An exact repetition of every entry, with no images, is the required answer.

(Stored entries)
________________________________________

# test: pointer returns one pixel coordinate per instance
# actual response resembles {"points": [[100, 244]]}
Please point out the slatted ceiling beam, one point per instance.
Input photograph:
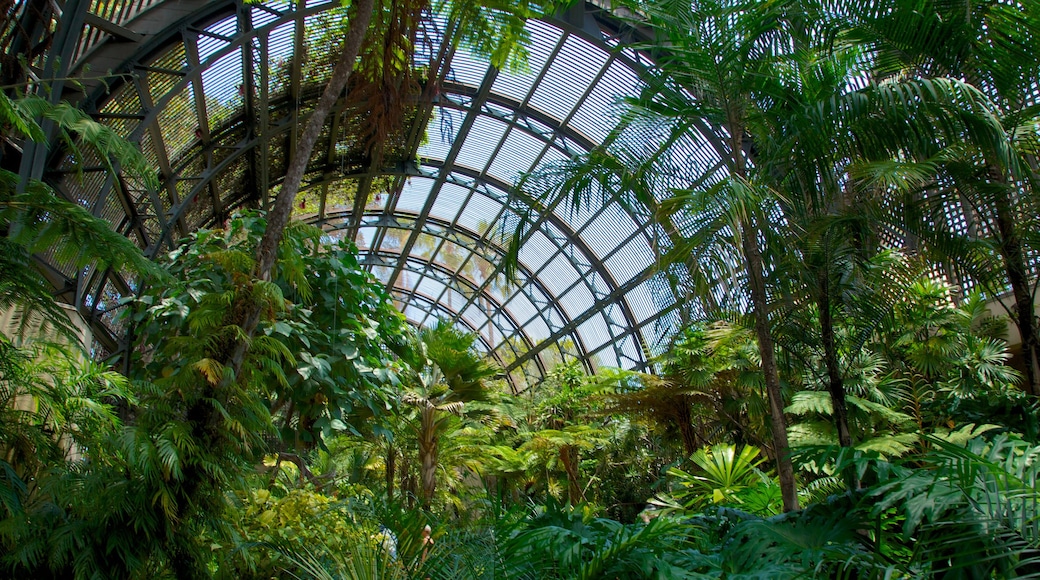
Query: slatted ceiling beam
{"points": [[58, 64], [202, 113], [559, 225], [295, 72], [483, 289], [521, 112], [249, 99], [166, 178], [615, 296], [437, 306], [130, 208], [264, 133], [438, 71], [460, 139], [111, 28]]}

________________________________________

Answer space:
# test: pointer returns one pixel coordinate per instance
# actual response resembles {"points": [[100, 244]]}
Please point out the slatted ceiling beam, one point per instance.
Input photograph:
Query: slatted ceiling beam
{"points": [[58, 64], [202, 113], [559, 225], [295, 72], [483, 289], [521, 112], [249, 99], [166, 178], [615, 296], [437, 306], [130, 208], [264, 133], [438, 71], [460, 139], [111, 28]]}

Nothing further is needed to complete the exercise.